**Task to carry out:**
Copy every row below verbatim, without changing any character.

(Dataset entries)
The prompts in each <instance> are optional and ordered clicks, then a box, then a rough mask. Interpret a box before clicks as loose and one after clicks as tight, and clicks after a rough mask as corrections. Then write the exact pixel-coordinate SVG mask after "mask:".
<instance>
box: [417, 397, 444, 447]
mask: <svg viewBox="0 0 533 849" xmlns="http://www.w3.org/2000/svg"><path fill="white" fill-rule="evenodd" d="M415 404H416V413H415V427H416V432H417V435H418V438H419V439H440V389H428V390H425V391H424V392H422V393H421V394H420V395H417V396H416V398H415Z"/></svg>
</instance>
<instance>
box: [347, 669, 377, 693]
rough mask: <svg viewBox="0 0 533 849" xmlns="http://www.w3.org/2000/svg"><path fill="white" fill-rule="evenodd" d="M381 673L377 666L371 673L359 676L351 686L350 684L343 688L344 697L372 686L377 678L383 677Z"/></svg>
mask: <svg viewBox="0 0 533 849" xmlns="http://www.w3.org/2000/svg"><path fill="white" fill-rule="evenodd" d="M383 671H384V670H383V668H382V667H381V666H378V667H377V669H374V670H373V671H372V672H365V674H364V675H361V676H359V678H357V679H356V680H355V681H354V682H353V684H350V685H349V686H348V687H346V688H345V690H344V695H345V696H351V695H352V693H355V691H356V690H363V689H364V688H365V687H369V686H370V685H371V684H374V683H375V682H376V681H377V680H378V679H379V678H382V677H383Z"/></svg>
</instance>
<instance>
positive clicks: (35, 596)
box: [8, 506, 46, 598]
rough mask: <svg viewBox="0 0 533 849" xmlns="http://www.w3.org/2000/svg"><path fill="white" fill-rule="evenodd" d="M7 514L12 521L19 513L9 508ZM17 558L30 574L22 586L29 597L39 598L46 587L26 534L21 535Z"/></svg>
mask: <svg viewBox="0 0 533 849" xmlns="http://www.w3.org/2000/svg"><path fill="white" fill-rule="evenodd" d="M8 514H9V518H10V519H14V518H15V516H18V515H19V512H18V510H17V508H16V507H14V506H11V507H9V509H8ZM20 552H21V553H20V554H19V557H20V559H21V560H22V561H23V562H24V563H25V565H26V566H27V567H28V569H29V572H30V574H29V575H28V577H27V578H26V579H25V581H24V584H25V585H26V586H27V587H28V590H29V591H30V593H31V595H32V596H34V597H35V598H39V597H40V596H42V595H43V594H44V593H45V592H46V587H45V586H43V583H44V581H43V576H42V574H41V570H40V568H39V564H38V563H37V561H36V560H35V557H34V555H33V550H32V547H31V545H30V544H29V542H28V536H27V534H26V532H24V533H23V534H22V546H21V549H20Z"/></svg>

**Result of the exercise:**
The prompts in each <instance> are optional and ordered clicks, then a box, then a rough mask. Interpret a box before clicks as loose and one after clicks as tight, and clicks after a rough mask as corrections. Then write the exact pixel-coordinate SVG mask after "mask:".
<instance>
box: [417, 397, 444, 447]
mask: <svg viewBox="0 0 533 849" xmlns="http://www.w3.org/2000/svg"><path fill="white" fill-rule="evenodd" d="M415 404H416V413H415V427H416V432H417V435H418V438H419V439H440V389H428V390H425V391H424V392H422V393H421V394H420V395H417V396H416V398H415Z"/></svg>
</instance>
<instance>
box: [347, 669, 377, 693]
rough mask: <svg viewBox="0 0 533 849" xmlns="http://www.w3.org/2000/svg"><path fill="white" fill-rule="evenodd" d="M381 673L377 666L371 673L359 676L351 686L350 684L343 688L344 697L372 686L377 678L383 677Z"/></svg>
mask: <svg viewBox="0 0 533 849" xmlns="http://www.w3.org/2000/svg"><path fill="white" fill-rule="evenodd" d="M383 671H384V670H383V668H382V667H381V666H378V667H377V669H374V670H373V671H372V672H365V674H364V675H361V676H359V678H357V679H356V680H355V681H354V682H353V684H350V685H349V686H348V687H346V688H345V690H344V695H345V696H351V695H352V693H355V691H356V690H363V689H364V688H365V687H369V686H370V685H371V684H374V683H375V682H376V681H377V680H378V679H379V678H382V677H383Z"/></svg>
</instance>
<instance>
positive clicks: (35, 596)
box: [8, 506, 46, 598]
rough mask: <svg viewBox="0 0 533 849" xmlns="http://www.w3.org/2000/svg"><path fill="white" fill-rule="evenodd" d="M7 514L12 521L19 513L9 508ZM17 558L30 574L22 586L29 597L39 598L46 587L26 534L21 535Z"/></svg>
mask: <svg viewBox="0 0 533 849" xmlns="http://www.w3.org/2000/svg"><path fill="white" fill-rule="evenodd" d="M8 514H9V518H10V519H14V518H15V516H18V515H19V512H18V510H17V508H16V507H14V506H11V507H9V509H8ZM20 552H21V553H20V554H19V557H20V559H21V560H22V561H23V562H24V563H25V565H26V566H27V567H28V569H29V572H30V574H29V575H28V577H27V578H26V579H25V581H24V584H25V585H26V586H27V587H28V590H29V591H30V593H31V595H32V596H34V597H35V598H39V597H40V596H42V595H43V594H44V593H45V592H46V587H45V586H43V583H44V581H43V576H42V574H41V570H40V568H39V564H38V563H37V561H36V560H35V557H34V555H33V550H32V547H31V545H30V544H29V542H28V536H27V534H26V532H24V533H23V534H22V546H21V549H20Z"/></svg>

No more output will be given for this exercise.